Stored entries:
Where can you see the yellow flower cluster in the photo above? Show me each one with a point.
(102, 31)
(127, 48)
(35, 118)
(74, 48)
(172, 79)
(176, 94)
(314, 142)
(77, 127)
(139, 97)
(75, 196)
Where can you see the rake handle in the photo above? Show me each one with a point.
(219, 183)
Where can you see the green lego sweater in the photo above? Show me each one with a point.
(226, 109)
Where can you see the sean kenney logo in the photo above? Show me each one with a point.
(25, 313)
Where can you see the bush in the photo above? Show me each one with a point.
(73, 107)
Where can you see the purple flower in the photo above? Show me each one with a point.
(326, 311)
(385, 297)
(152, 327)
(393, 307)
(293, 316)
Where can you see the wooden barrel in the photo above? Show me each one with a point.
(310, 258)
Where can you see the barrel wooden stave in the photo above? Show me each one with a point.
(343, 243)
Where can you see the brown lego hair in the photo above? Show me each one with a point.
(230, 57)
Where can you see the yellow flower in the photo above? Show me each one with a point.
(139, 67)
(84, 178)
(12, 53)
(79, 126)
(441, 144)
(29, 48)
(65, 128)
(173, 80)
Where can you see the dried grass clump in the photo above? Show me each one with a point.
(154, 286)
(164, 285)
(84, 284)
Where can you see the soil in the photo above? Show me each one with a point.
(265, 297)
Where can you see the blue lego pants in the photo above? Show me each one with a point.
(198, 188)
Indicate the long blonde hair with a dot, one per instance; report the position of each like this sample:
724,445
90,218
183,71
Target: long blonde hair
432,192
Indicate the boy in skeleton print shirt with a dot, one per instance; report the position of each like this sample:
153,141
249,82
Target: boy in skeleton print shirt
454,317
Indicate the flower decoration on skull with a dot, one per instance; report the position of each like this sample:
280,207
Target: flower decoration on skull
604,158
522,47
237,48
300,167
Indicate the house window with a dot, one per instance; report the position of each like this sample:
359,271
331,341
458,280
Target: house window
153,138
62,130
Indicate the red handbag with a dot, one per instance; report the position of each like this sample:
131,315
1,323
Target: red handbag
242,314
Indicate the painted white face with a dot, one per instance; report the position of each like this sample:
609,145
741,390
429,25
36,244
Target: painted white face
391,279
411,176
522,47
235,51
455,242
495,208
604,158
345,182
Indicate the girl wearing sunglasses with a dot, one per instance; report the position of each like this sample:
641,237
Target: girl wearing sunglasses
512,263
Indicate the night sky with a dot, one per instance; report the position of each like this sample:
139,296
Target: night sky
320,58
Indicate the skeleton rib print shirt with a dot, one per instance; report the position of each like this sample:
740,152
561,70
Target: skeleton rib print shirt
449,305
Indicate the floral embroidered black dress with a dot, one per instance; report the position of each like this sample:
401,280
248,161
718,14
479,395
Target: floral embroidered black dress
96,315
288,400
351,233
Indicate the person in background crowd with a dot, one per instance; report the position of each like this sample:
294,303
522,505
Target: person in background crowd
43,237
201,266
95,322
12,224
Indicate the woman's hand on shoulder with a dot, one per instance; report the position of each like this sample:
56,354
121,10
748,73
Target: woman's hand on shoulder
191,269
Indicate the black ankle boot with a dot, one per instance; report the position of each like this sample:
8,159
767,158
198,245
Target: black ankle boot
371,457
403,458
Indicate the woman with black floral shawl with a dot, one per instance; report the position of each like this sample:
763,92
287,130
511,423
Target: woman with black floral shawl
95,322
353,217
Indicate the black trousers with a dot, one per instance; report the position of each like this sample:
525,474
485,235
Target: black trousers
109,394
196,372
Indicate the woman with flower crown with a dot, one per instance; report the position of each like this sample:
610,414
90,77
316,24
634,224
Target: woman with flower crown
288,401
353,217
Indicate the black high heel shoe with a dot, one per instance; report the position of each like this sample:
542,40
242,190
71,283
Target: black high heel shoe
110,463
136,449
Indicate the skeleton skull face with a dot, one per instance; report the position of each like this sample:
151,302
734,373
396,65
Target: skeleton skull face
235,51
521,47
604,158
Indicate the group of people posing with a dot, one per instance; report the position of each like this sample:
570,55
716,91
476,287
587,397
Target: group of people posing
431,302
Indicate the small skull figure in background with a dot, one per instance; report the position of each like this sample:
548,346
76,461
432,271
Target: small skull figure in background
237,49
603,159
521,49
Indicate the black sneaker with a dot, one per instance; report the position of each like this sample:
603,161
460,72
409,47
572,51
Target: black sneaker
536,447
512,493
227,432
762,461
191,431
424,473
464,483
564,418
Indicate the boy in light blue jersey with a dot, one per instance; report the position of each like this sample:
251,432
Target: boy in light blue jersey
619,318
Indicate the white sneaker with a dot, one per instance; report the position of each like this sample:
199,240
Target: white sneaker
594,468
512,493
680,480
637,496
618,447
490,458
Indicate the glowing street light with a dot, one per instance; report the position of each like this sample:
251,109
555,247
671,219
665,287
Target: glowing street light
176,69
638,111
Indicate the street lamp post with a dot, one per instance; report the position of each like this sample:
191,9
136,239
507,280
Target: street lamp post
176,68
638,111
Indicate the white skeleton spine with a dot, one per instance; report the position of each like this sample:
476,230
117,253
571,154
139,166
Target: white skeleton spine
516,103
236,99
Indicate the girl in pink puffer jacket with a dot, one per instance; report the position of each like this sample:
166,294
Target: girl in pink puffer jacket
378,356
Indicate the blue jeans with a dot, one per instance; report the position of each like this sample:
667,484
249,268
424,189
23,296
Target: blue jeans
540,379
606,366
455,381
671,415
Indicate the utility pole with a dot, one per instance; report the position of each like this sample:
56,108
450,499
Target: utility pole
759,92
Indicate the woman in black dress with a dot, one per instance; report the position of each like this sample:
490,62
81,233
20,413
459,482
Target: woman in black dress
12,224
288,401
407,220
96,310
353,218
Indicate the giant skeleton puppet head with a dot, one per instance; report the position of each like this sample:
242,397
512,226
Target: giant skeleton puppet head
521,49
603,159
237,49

**Required work**
Change "one per instance" to "one for each instance" everywhere in the stored entries above, and leave everything else in them unchanged.

**Correct answer**
Where can you see the yellow flower cluster in the photo above? Show me each one with a point.
(102, 31)
(127, 48)
(35, 118)
(74, 48)
(172, 79)
(176, 94)
(314, 142)
(77, 127)
(139, 97)
(75, 196)
Where can you see the rake handle in the photo above? Show me each one with a point.
(219, 183)
Where can you see the green lego sweater in the photo above? Show me each one with a point.
(226, 109)
Where can you see the sean kenney logo in the photo above? Show me each one with a point.
(25, 313)
Where can you see the bush in the photo above? Show me each one with a point.
(73, 107)
Where can you see the purple flower in the photo above? Show me each one with a point.
(326, 311)
(385, 297)
(152, 327)
(393, 307)
(293, 316)
Where can you see the wooden barrel in the photo above? Show me each one with a point.
(310, 258)
Where can you see the barrel wooden stave in the photo above? Show me each one with a point.
(343, 243)
Where can you see the brown lego hair in the photo above? Show me each one with a point.
(230, 57)
Where can you see the yellow flower in the photo above? Show me each one with a point.
(139, 67)
(84, 178)
(12, 53)
(79, 126)
(441, 144)
(29, 48)
(65, 128)
(173, 80)
Where can you see the dried grass clump in the photo above? Show me each one with a point.
(154, 286)
(164, 285)
(84, 284)
Where can you see the soil in the photo above? Show me each one with a point.
(265, 297)
Where can you see the blue lego pants in the photo above? Show me each one with a point.
(198, 188)
Indicate the long blonde hair with a dot, one for each instance; report the position of each like this sample:
724,445
90,218
183,71
Target: long blonde hair
432,192
Indicate the boy in skeleton print shirt with a dot, one for each instance; report the position of each like this sample:
153,141
249,82
Target: boy in skeleton print shirt
454,317
Indicate the flower decoration on skull with a dot, one for each instance; report the position of each like this sample:
280,207
Target: flower decoration on skull
604,158
522,47
237,48
300,167
Indicate the house window with a dot, one for each instance; report the position of each like this sample:
359,271
331,341
458,280
Target: house window
153,138
62,130
Indicate the red handbag with a dot, one for each instance; report the position of each like this sample:
131,315
1,323
Target: red handbag
242,314
Indicate the painted white face with a dot, one for each instance; report the position of each like this sample:
609,145
741,390
429,25
36,244
Target: painted white face
391,279
411,176
522,47
235,51
455,242
495,208
604,158
345,182
Indicate the girl wearing sunglasses with a dot, one for each instance; report the position of each like this sample:
641,237
Target: girl wearing sunglasses
512,263
Indicate the night sky with a dot, one for each instance; report the position of each like this sample:
139,296
Target: night sky
320,58
Indicate the skeleton rib print shirt with a dot, one for each instance; report the position of each like this sample:
740,152
561,70
Target: skeleton rib print shirt
449,305
Indicate the floral embroidered black dress with a dot, one for each instance; report the position of each like this sample:
401,280
248,161
718,14
479,395
Target: floral embroidered black dress
96,315
288,400
351,233
Indicate the person in background crowd with a dot, one for each instance; report the position of each like this sample:
294,303
522,505
Target: person in background crowd
43,237
201,266
95,322
12,224
Indicate the woman's hand on shoulder with a dot, one for each instance; report the position of each like this sample:
56,354
121,10
748,73
Target: woman's hand on shoulder
191,269
Indicate the black ankle boot with a dot, one for each instance; report the position of each like this sample:
8,159
767,158
198,245
Target: black ankle boot
371,457
403,458
Indicate the woman with black floral shawl with a dot, one for each instance; report the position of each like this sample:
763,92
287,130
511,423
Target: woman with black floral shawl
95,322
353,217
Indicate the black trousers with a dot, one for each instance; report the position of each like this sample:
525,474
485,235
Target: black trousers
109,394
196,372
Indicate the woman with flower crown with a dot, one for each instance; report the position of each like this sample:
610,414
90,77
316,24
634,224
Target: woman with flower crown
288,401
353,217
Indicate the black high heel shoe with a dot, one for each instance; report the position of each like this sample:
542,40
242,190
71,283
Target: black high heel shoe
110,463
136,449
Indicate the skeleton skull face with a dot, one for each instance; report the position of each like this sample:
151,302
734,373
396,65
Target: skeleton skull face
235,51
521,47
604,158
Indicate the group of people posing with a dot, one for each instance; report the position of each like this sample:
570,55
716,91
476,287
587,397
Target: group of people posing
431,302
Indicate the small skull figure in background with a dot, one for each instance; report the position of each like this sample:
548,346
76,461
432,271
Target: small skull figure in background
237,49
603,159
521,49
Indicate the black sneaker with a dot, one for each instance; report the position of each like this sample:
603,161
460,72
409,47
572,51
Target: black sneaker
536,447
512,493
227,432
762,461
191,431
424,473
464,483
564,418
Indicate the boy in light blue jersey with a dot, one for each instance; report the position of each like this sample:
251,432
Target: boy in light blue jersey
619,318
Indicate the white sneaker with a dot, one for each instance; report the position of each like this sample:
199,240
Target: white sneaker
594,468
512,493
680,480
637,496
618,447
490,458
Indicate the glowing street light with a dot, one for each instance; report the position of each like this sample:
251,109
555,247
671,219
665,287
Target: glowing street light
176,69
638,111
Indicate the street lamp post with a dot, one for each instance; report the position of each like this sample:
191,9
136,239
507,280
Target: street lamp post
176,68
638,111
Indicate the white skeleton spine with a dot, one for each instance; report the position of each like this sample:
476,230
117,253
571,154
139,166
Target: white skeleton spine
516,103
236,99
Indicate the girl in pink puffer jacket with a dot, one for each instance; report the position of each like this sample:
166,294
Target: girl in pink puffer jacket
378,356
Indicate the blue jeans with a dot, one for each instance; report the position of each like this sample:
667,484
249,268
424,189
23,296
Target: blue jeans
540,379
606,366
455,381
671,415
Indicate the utility pole with a dot, one for each instance; report the position of each like this sample:
56,108
450,499
Target: utility pole
759,92
Indicate the woman in black dress with a dot, one for each instance; report the position of each like this sample:
490,62
81,233
20,413
459,482
Target: woman in black dress
12,224
288,401
407,220
96,310
353,218
Indicate the giant skeleton puppet head with a dot, one for each instance; report the position of each like this sample:
242,397
512,226
Target: giant skeleton puppet head
521,49
603,159
237,49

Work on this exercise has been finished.